**ASSIGNED TASK:** Your task is to reproduce exactly the lines from the line with "Reviewer note: verify one keypoint per instance of the worker's" through the end of the records below.

# # # # # # #

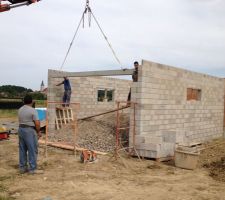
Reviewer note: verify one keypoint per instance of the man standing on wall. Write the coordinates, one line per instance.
(29, 132)
(67, 91)
(134, 77)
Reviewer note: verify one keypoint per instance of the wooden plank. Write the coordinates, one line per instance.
(94, 73)
(111, 111)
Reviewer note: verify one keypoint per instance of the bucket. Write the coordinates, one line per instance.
(41, 113)
(186, 160)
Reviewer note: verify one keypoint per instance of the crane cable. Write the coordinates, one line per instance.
(88, 11)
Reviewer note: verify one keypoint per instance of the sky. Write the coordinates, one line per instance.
(188, 34)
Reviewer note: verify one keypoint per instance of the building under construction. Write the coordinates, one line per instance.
(173, 106)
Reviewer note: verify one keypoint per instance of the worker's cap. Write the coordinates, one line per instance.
(136, 63)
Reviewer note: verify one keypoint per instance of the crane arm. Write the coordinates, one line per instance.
(15, 4)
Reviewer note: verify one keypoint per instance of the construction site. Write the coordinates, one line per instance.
(151, 132)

# # # # # # #

**PROBLEM SOLUTION:**
Reviewer note: verify one keypoint per instance of the worker's cap. Write the coordinates, one line per instance.
(136, 63)
Reviewer note: verify one keypoint per instance of the crane arm. Write the coordinates, one line per instance.
(15, 4)
Reviewer note: verify one keypoint per instance of the construction site. Write the coordinates, one line per instance.
(151, 132)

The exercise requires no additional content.